▶ Consigne 1
Recopiez intégralement la lettre adressée à M. Trudeau.

▶ Texte à lire
+++

M. Trudeau,
D’emblée, je vous félicite de votre nouveau poste et vous remercie de nous avoir libérés d’Harper. En effet, je n’aurais sans doute jamais tenté d’écrire ce genre de lettre à votre prédécesseur, de peur qu’il n’en comprenne pas un traître mot.
Devant les dirigeants du monde entier à COP21 (Paris 2015), vous avez annoncé que le Canada était de retour dans la lutte aux changements climatiques. Vous sembliez d’avis que le pétrole est une énergie sale que nous devons éliminer au plus vite pour contenir le réchauffement à 2°C. Je dois le reconnaître, vous avez fait bonne figure.
Début mars, vous avez réuni vos homologues des provinces à Vancouver afin de faire suite à la conférence de Paris sur le climat. Vous espériez que les premiers ministres provinciaux partagent «un but commun», celui d’«une économie émettant peu de carbone, qui continue à fournir de bons emplois et à créer des opportunités pour les Canadiens». Vous y aviez même annoncé d’énormes investissements dans les infrastructures et technologies vertes.
Quel clash avec l’héritage d’Harper!
Cependant, les choses ont pris une tournure malheureuse lorsqu’on vous a demandé si vous comptiez rejeter le projet d’Énergie Est. «On n’est pas encore rendu à un monde sans fossiles», avez-vous répondu avant d’ajouter que, tant que le monde dépendra des combustibles fossiles, le Canada sera là pour lui en fournir. Autrement dit, l’Alberta continuera à exploiter le pétrole des sables bitumineux, et le pipeline traversera le Québec. À vous entendre, vous désiriez financer vos nouvelles initiatives vertes grâce aux noirs oléoducs.

+++

▶ Extraits des lignes
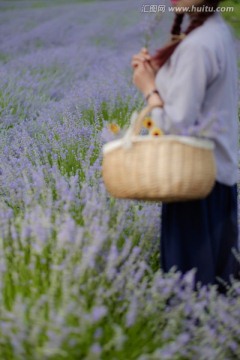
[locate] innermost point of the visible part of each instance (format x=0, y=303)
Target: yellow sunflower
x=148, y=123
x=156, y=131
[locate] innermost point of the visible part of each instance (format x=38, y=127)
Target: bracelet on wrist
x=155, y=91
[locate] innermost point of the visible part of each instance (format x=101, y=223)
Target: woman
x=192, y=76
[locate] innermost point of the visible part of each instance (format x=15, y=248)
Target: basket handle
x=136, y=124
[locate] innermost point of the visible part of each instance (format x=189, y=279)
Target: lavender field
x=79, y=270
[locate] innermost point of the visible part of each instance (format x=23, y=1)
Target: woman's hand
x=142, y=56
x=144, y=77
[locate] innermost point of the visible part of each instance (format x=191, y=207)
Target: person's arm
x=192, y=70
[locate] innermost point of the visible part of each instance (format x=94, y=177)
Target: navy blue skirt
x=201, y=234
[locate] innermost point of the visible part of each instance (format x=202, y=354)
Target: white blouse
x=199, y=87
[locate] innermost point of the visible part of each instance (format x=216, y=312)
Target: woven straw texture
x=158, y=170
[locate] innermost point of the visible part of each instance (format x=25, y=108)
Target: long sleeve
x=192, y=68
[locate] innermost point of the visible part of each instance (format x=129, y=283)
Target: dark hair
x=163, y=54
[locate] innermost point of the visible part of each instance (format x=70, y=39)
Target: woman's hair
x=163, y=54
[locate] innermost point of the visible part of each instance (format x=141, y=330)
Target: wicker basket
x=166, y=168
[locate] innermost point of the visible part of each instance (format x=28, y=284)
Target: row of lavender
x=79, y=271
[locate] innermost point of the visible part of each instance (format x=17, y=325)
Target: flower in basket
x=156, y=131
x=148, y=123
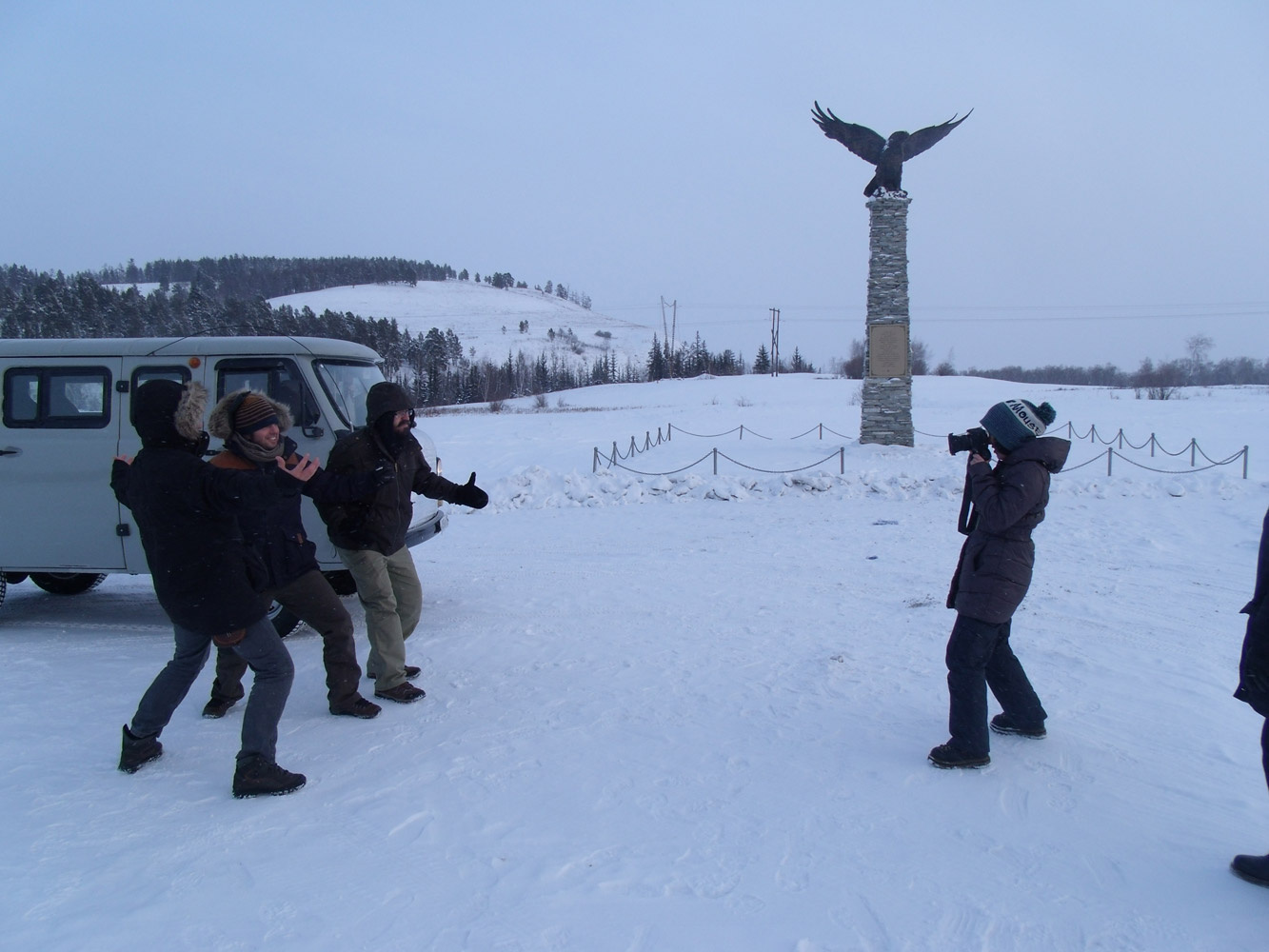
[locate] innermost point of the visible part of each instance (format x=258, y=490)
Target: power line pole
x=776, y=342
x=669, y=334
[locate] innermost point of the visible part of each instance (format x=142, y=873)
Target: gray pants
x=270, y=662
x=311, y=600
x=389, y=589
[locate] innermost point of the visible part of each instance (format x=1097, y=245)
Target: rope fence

+++

▶ Consigne 2
Dans les lignes qui suivent la lettre, prenez le passage qui s'ouvre sur la ligne contenant « (format x=28, y=284) » et se termine à la fin de ces lignes, bornes incluses. Présentez-le sous forme de liste JSON de chaînes, une par ligne, sans lignes vides ni images.

▶ Résultat attendu 1
M. Trudeau,
D’emblée, je vous félicite de votre nouveau poste et vous remercie de nous avoir libérés d’Harper. En effet, je n’aurais sans doute jamais tenté d’écrire ce genre de lettre à votre prédécesseur, de peur qu’il n’en comprenne pas un traître mot.
Devant les dirigeants du monde entier à COP21 (Paris 2015), vous avez annoncé que le Canada était de retour dans la lutte aux changements climatiques. Vous sembliez d’avis que le pétrole est une énergie sale que nous devons éliminer au plus vite pour contenir le réchauffement à 2°C. Je dois le reconnaître, vous avez fait bonne figure.
Début mars, vous avez réuni vos homologues des provinces à Vancouver afin de faire suite à la conférence de Paris sur le climat. Vous espériez que les premiers ministres provinciaux partagent «un but commun», celui d’«une économie émettant peu de carbone, qui continue à fournir de bons emplois et à créer des opportunités pour les Canadiens». Vous y aviez même annoncé d’énormes investissements dans les infrastructures et technologies vertes.
Quel clash avec l’héritage d’Harper!
Cependant, les choses ont pris une tournure malheureuse lorsqu’on vous a demandé si vous comptiez rejeter le projet d’Énergie Est. «On n’est pas encore rendu à un monde sans fossiles», avez-vous répondu avant d’ajouter que, tant que le monde dépendra des combustibles fossiles, le Canada sera là pour lui en fournir. Autrement dit, l’Alberta continuera à exploiter le pétrole des sables bitumineux, et le pipeline traversera le Québec. À vous entendre, vous désiriez financer vos nouvelles initiatives vertes grâce aux noirs oléoducs.

▶ Résultat attendu 2
[
  "[locate] innermost point of the visible part of each instance (format x=28, y=284)",
  "Target: row of lavender",
  "x=79, y=271",
  "[locate] innermost point of the visible part of each instance (format x=17, y=325)",
  "Target: flower in basket",
  "x=156, y=131",
  "x=148, y=123",
  "[locate] innermost point of the visible part of each instance (format x=258, y=490)",
  "Target: power line pole",
  "x=776, y=342",
  "x=669, y=334",
  "[locate] innermost point of the visible part of each instance (format x=142, y=873)",
  "Target: gray pants",
  "x=270, y=662",
  "x=311, y=600",
  "x=389, y=589",
  "[locate] innermost point of the visible part of each instance (format x=1097, y=245)",
  "Target: rope fence"
]